# 海水朝朝朝朝朝朝朝落，浮云长长长长长长长消



## bwuw

Help!

How would you translate this 对联？ I was also wondering, is there any interesting website about 对联？I cant' find any.
谢谢大家！

B


----------



## HongKonger

I found it from:
http://www.51test.net/show/1492868.html

Sea-water tide，day-to-day tide，every-day tide and every-day ebb.海浪涨潮，天天涨潮，天天涨潮，又天天退潮。
    Floating-clouds appear，often appear，often appear and often go漂浮的云出现了，经常出现，经常出现，又经常消失。


----------



## Bertrand_Jin

我靠。。。我是个中国人，然后这个对联我都不怎么断的好句。。。


----------



## vvujun

这个对联似乎并不严谨，朝不等于潮吧！关于长长的对联，似乎是出自一个豆腐坊。上联是：长长长长长长长；下联也是：长长长长长长长。但是读法不一样。


----------



## Lucia_zwl

Can this couplet be translated? I wonder...

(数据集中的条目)

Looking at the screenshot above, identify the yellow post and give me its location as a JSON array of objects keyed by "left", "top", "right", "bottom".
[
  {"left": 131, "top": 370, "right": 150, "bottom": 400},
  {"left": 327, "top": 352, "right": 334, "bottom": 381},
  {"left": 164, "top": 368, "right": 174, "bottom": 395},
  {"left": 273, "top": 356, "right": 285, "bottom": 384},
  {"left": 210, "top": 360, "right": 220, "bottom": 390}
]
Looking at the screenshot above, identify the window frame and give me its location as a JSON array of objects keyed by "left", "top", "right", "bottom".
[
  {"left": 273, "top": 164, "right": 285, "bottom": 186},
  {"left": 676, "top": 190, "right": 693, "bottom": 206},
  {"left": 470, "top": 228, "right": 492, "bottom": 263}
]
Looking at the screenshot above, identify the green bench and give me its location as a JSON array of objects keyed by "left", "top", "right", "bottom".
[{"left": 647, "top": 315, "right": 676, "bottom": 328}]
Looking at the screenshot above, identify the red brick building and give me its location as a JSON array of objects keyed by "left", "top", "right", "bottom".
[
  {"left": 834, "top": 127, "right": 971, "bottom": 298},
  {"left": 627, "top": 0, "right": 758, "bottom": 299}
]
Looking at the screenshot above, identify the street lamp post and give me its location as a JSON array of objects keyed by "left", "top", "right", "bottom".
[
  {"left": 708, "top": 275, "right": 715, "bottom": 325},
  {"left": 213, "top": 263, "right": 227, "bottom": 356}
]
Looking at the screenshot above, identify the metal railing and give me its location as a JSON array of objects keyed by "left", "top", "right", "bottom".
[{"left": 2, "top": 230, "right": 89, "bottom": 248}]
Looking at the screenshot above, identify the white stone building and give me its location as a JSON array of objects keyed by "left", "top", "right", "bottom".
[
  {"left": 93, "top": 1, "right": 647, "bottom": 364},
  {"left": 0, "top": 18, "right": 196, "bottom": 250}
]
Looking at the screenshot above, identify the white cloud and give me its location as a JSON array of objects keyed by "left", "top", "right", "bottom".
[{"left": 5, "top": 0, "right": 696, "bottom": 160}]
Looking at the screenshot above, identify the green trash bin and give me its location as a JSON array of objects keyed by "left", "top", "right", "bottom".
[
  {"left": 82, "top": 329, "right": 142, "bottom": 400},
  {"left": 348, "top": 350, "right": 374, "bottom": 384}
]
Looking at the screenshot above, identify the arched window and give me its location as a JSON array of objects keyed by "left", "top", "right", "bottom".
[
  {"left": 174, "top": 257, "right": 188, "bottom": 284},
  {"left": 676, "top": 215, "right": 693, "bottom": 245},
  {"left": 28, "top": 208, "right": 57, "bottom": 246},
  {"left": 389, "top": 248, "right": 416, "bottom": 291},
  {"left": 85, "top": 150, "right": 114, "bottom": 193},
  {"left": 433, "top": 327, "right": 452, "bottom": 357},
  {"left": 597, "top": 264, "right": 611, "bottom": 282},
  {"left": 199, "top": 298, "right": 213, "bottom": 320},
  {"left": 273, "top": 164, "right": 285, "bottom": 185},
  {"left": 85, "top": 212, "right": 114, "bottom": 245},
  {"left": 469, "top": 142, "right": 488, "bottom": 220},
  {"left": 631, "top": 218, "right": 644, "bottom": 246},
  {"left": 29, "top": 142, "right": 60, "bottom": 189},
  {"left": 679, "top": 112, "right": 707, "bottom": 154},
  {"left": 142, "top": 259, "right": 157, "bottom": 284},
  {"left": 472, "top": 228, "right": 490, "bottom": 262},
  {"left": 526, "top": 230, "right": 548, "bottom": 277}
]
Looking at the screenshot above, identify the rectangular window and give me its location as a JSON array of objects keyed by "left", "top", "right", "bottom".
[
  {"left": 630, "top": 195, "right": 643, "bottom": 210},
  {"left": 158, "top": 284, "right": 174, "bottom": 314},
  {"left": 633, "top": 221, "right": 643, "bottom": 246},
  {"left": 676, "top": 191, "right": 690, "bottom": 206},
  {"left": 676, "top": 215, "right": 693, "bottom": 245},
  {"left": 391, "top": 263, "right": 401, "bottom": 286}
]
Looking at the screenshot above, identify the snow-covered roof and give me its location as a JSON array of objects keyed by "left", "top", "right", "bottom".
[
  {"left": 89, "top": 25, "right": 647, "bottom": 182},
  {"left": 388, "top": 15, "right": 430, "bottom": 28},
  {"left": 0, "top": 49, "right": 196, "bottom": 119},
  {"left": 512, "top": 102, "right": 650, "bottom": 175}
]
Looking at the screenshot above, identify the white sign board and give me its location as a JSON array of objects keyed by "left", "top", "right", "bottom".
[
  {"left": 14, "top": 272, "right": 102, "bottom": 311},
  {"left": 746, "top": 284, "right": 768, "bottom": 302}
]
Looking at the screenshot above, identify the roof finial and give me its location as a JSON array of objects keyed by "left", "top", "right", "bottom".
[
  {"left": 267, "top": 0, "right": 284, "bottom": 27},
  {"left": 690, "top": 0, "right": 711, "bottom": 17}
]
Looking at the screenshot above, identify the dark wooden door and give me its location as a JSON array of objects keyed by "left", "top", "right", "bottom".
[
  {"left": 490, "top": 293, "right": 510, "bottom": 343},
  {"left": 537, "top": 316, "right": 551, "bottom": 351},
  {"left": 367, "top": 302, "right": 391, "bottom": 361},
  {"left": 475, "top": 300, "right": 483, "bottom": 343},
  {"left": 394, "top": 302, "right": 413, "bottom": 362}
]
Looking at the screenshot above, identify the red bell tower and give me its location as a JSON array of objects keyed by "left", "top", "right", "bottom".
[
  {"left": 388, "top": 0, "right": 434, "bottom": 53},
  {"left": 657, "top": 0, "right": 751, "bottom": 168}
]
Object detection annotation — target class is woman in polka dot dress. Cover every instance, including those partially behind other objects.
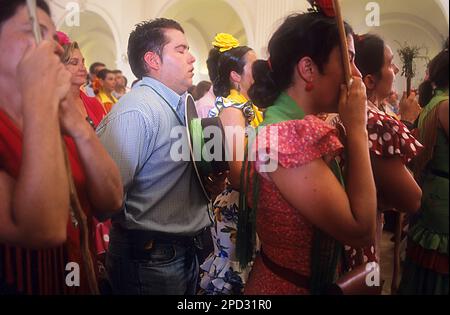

» 任务指令 1
根据这篇对联讨论帖回答：
(a) HongKonger 给出的译文出自哪个网址？
(b) vvujun 认为这副对联不严谨，理由是什么？
(c) 据 vvujun 所说，那副全由"长"字组成的对联似乎出自哪里？
» 任务指令 2
判断下列说法是否符合这篇对联讨论帖，每项答"是"或"否"，并引用帖中起决定作用的原话：
(a) Bertrand_Jin 说自己是中国人。
(b) vvujun 说豆腐坊那副对联的上联和下联读法相同。
(c) bwuw 找到了一个关于对联的有趣网站。
» 任务指令 3
将这篇对联讨论帖中从“## HongKonger”到“and often go漂浮的云出现了，经常出现，经常出现，又经常消失。”的这一段重新写出，把其中的“涨潮”全部换成“起潮”。
以上条目无需使用。

» 任务回答 1
(a) http://www.51test.net/show/1492868.html
(b) 朝不等于潮。
(c) 一个豆腐坊。

» 任务回答 2
(a) 是。"我是个中国人"
(b) 否。"但是读法不一样。"
(c) 否。"I cant' find any."

» 任务回答 3
## HongKonger

I found it from:
http://www.51test.net/show/1492868.html

Sea-water tide，day-to-day tide，every-day tide and every-day ebb.海浪起潮，天天起潮，天天起潮，又天天退潮。
    Floating-clouds appear，often appear，often appear and often go漂浮的云出现了，经常出现，经常出现，又经常消失。